■ EXERCISE TASK ■
Reproduce all records verbatim.

■ GIVEN ENTRIES ■
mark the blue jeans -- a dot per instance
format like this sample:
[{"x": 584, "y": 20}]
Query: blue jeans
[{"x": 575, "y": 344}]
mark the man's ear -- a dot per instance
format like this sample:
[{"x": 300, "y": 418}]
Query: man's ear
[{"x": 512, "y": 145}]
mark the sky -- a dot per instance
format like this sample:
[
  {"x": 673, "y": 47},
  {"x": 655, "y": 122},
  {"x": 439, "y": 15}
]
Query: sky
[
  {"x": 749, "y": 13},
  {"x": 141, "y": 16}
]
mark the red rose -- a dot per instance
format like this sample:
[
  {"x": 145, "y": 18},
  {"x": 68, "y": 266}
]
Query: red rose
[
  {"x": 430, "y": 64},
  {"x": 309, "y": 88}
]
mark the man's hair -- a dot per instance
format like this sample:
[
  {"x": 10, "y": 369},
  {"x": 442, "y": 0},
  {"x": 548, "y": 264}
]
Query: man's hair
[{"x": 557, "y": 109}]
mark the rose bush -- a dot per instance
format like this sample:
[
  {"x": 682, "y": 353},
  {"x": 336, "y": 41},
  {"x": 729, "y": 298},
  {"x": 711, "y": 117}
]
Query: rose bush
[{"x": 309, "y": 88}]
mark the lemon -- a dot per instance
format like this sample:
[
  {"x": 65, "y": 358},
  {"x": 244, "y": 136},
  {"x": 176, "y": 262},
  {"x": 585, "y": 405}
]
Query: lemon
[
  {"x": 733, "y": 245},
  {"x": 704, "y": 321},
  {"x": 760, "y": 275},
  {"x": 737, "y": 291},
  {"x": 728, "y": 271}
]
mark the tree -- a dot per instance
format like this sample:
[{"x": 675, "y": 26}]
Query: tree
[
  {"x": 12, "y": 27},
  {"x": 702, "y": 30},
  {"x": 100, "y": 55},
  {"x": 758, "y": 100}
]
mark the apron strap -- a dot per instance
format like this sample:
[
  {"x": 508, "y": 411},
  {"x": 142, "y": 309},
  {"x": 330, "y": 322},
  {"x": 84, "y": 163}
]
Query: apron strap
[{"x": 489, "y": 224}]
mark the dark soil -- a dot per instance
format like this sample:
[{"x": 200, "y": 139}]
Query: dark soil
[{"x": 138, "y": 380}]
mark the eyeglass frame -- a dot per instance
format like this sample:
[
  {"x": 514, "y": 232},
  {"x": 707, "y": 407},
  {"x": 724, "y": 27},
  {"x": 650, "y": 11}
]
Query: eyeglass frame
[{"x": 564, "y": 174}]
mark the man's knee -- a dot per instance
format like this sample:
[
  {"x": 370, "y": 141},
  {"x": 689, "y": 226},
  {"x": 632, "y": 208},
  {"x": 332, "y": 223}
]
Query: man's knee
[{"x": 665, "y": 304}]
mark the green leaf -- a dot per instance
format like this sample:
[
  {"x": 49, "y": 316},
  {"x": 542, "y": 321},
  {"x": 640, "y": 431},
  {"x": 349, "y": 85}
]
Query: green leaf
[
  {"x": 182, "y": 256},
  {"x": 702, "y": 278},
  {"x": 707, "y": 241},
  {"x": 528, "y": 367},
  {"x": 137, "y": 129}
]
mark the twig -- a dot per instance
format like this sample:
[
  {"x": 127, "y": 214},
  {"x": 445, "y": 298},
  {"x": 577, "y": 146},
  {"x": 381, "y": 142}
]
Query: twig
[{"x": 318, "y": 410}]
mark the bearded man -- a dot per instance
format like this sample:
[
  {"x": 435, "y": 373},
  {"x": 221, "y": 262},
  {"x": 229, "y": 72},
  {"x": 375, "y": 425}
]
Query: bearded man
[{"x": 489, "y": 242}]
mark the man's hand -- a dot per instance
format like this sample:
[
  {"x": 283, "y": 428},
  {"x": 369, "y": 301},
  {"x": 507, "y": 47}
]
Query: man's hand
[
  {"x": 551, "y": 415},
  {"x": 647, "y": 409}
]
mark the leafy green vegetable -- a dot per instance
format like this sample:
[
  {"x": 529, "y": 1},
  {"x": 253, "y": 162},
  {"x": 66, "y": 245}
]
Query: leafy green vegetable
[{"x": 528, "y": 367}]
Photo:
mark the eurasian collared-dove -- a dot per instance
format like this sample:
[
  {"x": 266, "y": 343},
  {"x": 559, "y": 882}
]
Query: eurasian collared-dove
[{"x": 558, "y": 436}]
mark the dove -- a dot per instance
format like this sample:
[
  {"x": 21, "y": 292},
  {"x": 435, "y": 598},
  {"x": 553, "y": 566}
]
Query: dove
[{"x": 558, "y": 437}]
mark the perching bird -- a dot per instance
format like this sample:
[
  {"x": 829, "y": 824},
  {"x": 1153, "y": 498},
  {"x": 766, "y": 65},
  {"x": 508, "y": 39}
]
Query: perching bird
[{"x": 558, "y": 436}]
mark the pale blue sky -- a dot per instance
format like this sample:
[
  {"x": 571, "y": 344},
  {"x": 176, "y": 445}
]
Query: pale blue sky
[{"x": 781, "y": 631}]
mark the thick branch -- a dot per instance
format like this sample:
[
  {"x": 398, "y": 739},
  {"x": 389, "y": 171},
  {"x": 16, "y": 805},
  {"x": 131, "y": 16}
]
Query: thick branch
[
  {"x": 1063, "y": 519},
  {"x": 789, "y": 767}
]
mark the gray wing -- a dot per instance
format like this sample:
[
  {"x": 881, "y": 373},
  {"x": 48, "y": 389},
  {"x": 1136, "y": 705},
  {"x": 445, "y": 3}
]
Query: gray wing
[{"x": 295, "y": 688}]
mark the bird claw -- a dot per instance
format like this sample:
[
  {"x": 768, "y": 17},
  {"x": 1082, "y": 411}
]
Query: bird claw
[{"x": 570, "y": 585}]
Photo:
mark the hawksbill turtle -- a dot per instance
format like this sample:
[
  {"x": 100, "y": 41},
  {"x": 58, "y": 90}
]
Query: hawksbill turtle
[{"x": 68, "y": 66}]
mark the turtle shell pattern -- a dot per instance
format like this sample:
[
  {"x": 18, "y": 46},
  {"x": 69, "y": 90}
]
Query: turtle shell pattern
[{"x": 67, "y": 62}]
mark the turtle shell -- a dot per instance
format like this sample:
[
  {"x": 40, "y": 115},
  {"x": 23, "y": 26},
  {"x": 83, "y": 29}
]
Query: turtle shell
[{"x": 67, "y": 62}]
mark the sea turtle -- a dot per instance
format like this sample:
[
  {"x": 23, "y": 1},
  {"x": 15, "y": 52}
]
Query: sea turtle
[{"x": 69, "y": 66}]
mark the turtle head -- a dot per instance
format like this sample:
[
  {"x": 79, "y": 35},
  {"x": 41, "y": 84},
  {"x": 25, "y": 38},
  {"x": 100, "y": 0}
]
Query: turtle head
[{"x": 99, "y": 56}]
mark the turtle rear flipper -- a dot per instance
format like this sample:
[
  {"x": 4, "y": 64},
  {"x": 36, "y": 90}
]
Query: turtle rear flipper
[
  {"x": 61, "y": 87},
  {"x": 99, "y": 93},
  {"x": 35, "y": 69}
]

■ FULL SOLUTION ■
mark the blue jeans -- a dot per instance
format like this sample:
[{"x": 584, "y": 20}]
Query: blue jeans
[{"x": 575, "y": 344}]
mark the man's ear -- a dot per instance
format like this sample:
[{"x": 300, "y": 418}]
Query: man's ear
[{"x": 512, "y": 145}]
mark the sky -- a dot per instance
format like this sample:
[
  {"x": 673, "y": 47},
  {"x": 655, "y": 122},
  {"x": 439, "y": 15}
]
Query: sky
[
  {"x": 749, "y": 13},
  {"x": 141, "y": 16}
]
mark the red rose -- a dot per instance
format like this sample:
[
  {"x": 145, "y": 18},
  {"x": 68, "y": 266}
]
Query: red rose
[
  {"x": 430, "y": 64},
  {"x": 309, "y": 88}
]
mark the man's hair -- a dot per instance
format like this sample:
[
  {"x": 10, "y": 369},
  {"x": 442, "y": 0},
  {"x": 548, "y": 264}
]
Query: man's hair
[{"x": 557, "y": 109}]
mark the rose bush -- a dot per instance
format like this sample:
[
  {"x": 682, "y": 353},
  {"x": 336, "y": 41},
  {"x": 729, "y": 298},
  {"x": 711, "y": 117}
]
Query: rose bush
[{"x": 309, "y": 88}]
mark the lemon -- a dot per instance
format like this sample:
[
  {"x": 65, "y": 358},
  {"x": 244, "y": 136},
  {"x": 176, "y": 262},
  {"x": 585, "y": 405}
]
Query: lemon
[
  {"x": 733, "y": 245},
  {"x": 704, "y": 321},
  {"x": 760, "y": 275},
  {"x": 737, "y": 291},
  {"x": 728, "y": 271}
]
mark the tree -- a dot per instance
format like this sample:
[{"x": 675, "y": 26}]
Query: tree
[
  {"x": 12, "y": 27},
  {"x": 702, "y": 30},
  {"x": 100, "y": 55},
  {"x": 758, "y": 100}
]
mark the apron strap -- a dot per instance
format like this sample:
[
  {"x": 508, "y": 411},
  {"x": 142, "y": 309},
  {"x": 330, "y": 322},
  {"x": 84, "y": 163}
]
Query: apron strap
[{"x": 489, "y": 224}]
mark the dark soil -- a dot per instance
format like this sample:
[{"x": 200, "y": 139}]
Query: dark soil
[{"x": 138, "y": 380}]
mark the eyeglass frame -- a dot per instance
format like this sample:
[
  {"x": 514, "y": 232},
  {"x": 707, "y": 407},
  {"x": 724, "y": 27},
  {"x": 650, "y": 11}
]
Query: eyeglass frame
[{"x": 564, "y": 174}]
mark the man's knee -- a dot per instance
format like this sample:
[
  {"x": 370, "y": 141},
  {"x": 689, "y": 226},
  {"x": 632, "y": 208},
  {"x": 332, "y": 223}
]
Query: man's knee
[{"x": 665, "y": 304}]
mark the green leaf -- a dot per instance
format like this sample:
[
  {"x": 49, "y": 316},
  {"x": 542, "y": 321},
  {"x": 640, "y": 431},
  {"x": 349, "y": 85}
]
Query: green leaf
[
  {"x": 182, "y": 256},
  {"x": 702, "y": 278},
  {"x": 707, "y": 241},
  {"x": 528, "y": 367},
  {"x": 137, "y": 129}
]
mark the twig -- a dot per instance
format like this sample:
[
  {"x": 127, "y": 214},
  {"x": 445, "y": 298},
  {"x": 577, "y": 146},
  {"x": 381, "y": 142}
]
Query: twig
[{"x": 318, "y": 410}]
mark the bearded man -- a dot per instance
format like this sample:
[
  {"x": 435, "y": 373},
  {"x": 221, "y": 262},
  {"x": 229, "y": 72},
  {"x": 375, "y": 425}
]
Query: bearded man
[{"x": 489, "y": 242}]
mark the man's hand -- a dot per instance
format like this sample:
[
  {"x": 283, "y": 428},
  {"x": 369, "y": 301},
  {"x": 507, "y": 47}
]
Query: man's hand
[
  {"x": 551, "y": 415},
  {"x": 647, "y": 409}
]
mark the leafy green vegetable -- a dot per instance
format like this sample:
[
  {"x": 529, "y": 1},
  {"x": 253, "y": 162},
  {"x": 66, "y": 245}
]
Query: leafy green vegetable
[{"x": 528, "y": 367}]
Photo:
mark the eurasian collared-dove -- a dot per instance
format like this sample:
[
  {"x": 266, "y": 343},
  {"x": 559, "y": 882}
]
Query: eurasian collared-dove
[{"x": 558, "y": 436}]
mark the dove -- a dot per instance
format like this sample:
[
  {"x": 21, "y": 292},
  {"x": 435, "y": 598},
  {"x": 553, "y": 566}
]
Query: dove
[{"x": 558, "y": 437}]
mark the perching bird -- a dot per instance
format like this sample:
[
  {"x": 829, "y": 824},
  {"x": 1153, "y": 498},
  {"x": 766, "y": 65},
  {"x": 508, "y": 39}
]
Query: perching bird
[{"x": 558, "y": 436}]
mark the pale blue sky -- a dot per instance
format like this sample:
[
  {"x": 571, "y": 344},
  {"x": 176, "y": 445}
]
Query: pale blue sky
[{"x": 781, "y": 631}]
mark the thick branch -- a dot per instance
format like this sample:
[
  {"x": 398, "y": 739},
  {"x": 389, "y": 171},
  {"x": 16, "y": 805},
  {"x": 131, "y": 16}
]
Query: thick branch
[
  {"x": 1063, "y": 519},
  {"x": 789, "y": 767}
]
mark the gray wing -- a dot per instance
format like this sample:
[
  {"x": 881, "y": 373},
  {"x": 48, "y": 389},
  {"x": 1136, "y": 705},
  {"x": 445, "y": 3}
]
Query: gray wing
[{"x": 295, "y": 688}]
mark the bird claw -- a dot per instance
format like this sample:
[
  {"x": 768, "y": 17},
  {"x": 1082, "y": 411}
]
Query: bird claw
[{"x": 570, "y": 585}]
Photo:
mark the hawksbill turtle -- a dot per instance
format like this sample:
[
  {"x": 100, "y": 41},
  {"x": 58, "y": 90}
]
Query: hawksbill turtle
[{"x": 68, "y": 66}]
mark the turtle shell pattern -- a dot per instance
format like this sample:
[
  {"x": 18, "y": 46},
  {"x": 69, "y": 90}
]
Query: turtle shell pattern
[{"x": 67, "y": 62}]
mark the turtle shell -- a dot per instance
format like this sample:
[
  {"x": 40, "y": 115},
  {"x": 23, "y": 26},
  {"x": 83, "y": 29}
]
Query: turtle shell
[{"x": 67, "y": 62}]
mark the sea turtle -- a dot per instance
format like this sample:
[
  {"x": 23, "y": 1},
  {"x": 15, "y": 52}
]
Query: sea turtle
[{"x": 69, "y": 66}]
mark the turtle head -- a dot per instance
format like this sample:
[
  {"x": 79, "y": 35},
  {"x": 41, "y": 84},
  {"x": 25, "y": 38},
  {"x": 100, "y": 0}
]
Query: turtle head
[{"x": 99, "y": 56}]
mark the turtle rear flipper -- a dot per instance
format like this sample:
[
  {"x": 4, "y": 64},
  {"x": 36, "y": 90}
]
Query: turtle rear flipper
[
  {"x": 61, "y": 87},
  {"x": 99, "y": 93},
  {"x": 35, "y": 69}
]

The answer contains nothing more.